** Start of DOCUMENT SECTION **

Ashline Wilde will fight you. She'll kick you in the groin if you deserve it. She'll knock your teeth right out. And her destructive, runaway older sister Eve might egg her on. Maybe even take things too far. She flees to boarding school in California, and you'd think that in the remote north coastal woods, a girl--even the sort of girl like Ashline who has a fake I.D. and isn't afraid to use it--would be able to keep out of trouble. Or no worse trouble than a rebellious teenager could get into at a prep school.
When Ashline and her new crowd foil a kidnapping, things start to change. It's no longer just about sneaking out at night, or that intriguing college student-slash-park ranger that Ashline's interested in; it's about a veritable pantheon of superheroes, gods, and amazing powers. As a hint, Ashline's Polynesian heritage comes into play both for her and for her sister.
But what's really scary is the moment Ashline realizes that maybe, just maybe, she shouldn't be in the woods alone at night. What's lurking just off campus, and what's a volcano goddess to do about it?

** End of DOCUMENT SECTION **
** Start of STORED RECORDS **

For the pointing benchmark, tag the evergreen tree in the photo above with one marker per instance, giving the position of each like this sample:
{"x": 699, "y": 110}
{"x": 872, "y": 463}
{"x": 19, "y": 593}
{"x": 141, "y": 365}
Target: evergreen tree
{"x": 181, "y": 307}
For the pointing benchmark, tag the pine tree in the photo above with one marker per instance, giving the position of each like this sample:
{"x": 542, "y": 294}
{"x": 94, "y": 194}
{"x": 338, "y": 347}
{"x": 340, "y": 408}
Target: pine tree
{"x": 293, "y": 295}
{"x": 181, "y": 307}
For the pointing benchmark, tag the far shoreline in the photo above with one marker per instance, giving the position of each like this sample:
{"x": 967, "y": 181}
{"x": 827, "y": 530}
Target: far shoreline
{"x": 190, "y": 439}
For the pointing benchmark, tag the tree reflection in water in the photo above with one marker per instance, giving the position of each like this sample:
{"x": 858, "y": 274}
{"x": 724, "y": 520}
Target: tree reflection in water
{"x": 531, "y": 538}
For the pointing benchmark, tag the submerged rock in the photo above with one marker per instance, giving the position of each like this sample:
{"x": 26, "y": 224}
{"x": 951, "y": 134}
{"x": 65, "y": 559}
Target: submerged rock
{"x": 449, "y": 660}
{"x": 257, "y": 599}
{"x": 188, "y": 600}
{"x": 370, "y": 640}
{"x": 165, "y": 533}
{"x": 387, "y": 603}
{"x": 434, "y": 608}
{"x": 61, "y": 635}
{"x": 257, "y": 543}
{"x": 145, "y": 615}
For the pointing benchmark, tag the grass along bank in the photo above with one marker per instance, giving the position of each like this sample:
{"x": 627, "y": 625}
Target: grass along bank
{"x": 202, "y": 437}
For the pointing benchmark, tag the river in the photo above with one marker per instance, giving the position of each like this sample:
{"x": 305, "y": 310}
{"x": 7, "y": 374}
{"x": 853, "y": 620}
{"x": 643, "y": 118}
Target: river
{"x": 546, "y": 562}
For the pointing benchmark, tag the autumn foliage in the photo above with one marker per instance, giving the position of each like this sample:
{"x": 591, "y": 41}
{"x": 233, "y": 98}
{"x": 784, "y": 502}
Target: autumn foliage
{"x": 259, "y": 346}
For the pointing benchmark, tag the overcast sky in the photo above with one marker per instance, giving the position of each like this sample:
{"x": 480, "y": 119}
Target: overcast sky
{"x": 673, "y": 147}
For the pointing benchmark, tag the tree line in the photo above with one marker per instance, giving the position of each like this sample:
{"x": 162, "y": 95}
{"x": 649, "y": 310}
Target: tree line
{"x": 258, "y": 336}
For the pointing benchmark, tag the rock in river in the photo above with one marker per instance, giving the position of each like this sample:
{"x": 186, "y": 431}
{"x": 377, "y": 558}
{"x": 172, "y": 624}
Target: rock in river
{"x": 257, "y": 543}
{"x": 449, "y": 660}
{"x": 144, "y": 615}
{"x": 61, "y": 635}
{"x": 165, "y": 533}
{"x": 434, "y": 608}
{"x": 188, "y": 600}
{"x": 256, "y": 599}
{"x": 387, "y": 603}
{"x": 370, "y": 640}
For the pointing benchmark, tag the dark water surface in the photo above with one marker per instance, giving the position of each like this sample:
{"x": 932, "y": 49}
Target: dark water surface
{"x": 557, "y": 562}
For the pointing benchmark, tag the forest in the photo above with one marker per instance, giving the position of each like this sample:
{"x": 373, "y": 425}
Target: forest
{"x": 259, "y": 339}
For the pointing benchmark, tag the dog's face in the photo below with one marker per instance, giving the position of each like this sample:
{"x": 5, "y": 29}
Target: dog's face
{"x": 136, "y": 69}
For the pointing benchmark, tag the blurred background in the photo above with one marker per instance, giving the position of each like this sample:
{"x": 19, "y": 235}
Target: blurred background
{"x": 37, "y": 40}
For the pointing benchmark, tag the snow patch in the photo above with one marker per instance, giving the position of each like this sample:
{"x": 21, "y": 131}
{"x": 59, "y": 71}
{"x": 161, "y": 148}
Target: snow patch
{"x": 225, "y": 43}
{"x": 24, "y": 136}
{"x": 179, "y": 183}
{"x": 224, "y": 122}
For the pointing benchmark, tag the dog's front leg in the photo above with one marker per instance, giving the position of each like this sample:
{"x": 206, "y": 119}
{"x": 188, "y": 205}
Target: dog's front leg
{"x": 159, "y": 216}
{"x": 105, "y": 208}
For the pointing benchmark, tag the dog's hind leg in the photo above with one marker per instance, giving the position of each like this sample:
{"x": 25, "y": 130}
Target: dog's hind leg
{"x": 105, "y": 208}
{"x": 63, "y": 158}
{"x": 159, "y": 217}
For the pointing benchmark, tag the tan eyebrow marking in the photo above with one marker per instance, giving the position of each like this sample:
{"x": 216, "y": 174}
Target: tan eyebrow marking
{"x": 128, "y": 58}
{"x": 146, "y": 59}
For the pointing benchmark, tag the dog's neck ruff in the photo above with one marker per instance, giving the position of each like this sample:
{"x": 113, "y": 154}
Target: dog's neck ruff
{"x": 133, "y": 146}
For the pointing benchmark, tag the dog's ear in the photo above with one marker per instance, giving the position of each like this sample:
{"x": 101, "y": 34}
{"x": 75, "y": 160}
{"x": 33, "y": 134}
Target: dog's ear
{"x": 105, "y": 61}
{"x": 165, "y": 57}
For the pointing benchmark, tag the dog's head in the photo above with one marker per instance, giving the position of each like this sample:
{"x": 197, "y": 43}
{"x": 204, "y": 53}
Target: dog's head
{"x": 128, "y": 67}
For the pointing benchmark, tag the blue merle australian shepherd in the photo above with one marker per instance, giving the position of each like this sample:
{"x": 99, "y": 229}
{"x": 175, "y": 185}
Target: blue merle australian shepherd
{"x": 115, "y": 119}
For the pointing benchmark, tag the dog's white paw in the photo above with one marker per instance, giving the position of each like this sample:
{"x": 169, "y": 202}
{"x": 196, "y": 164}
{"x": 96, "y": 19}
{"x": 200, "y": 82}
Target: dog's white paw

** End of STORED RECORDS **

• WORK TO COMPLETE:
• A. Please rewrite the book description starting with "When Ashline and" and going on through "do about it?", replacing "park ranger" with "forest ranger".
• B. Name the things that the book description says make up the "veritable pantheon."

• THE RESPONSES:
• A.
When Ashline and her new crowd foil a kidnapping, things start to change. It's no longer just about sneaking out at night, or that intriguing college student-slash-forest ranger that Ashline's interested in; it's about a veritable pantheon of superheroes, gods, and amazing powers. As a hint, Ashline's Polynesian heritage comes into play both for her and for her sister.
But what's really scary is the moment Ashline realizes that maybe, just maybe, she shouldn't be in the woods alone at night. What's lurking just off campus, and what's a volcano goddess to do about it?

• B. superheroes, gods, and amazing powers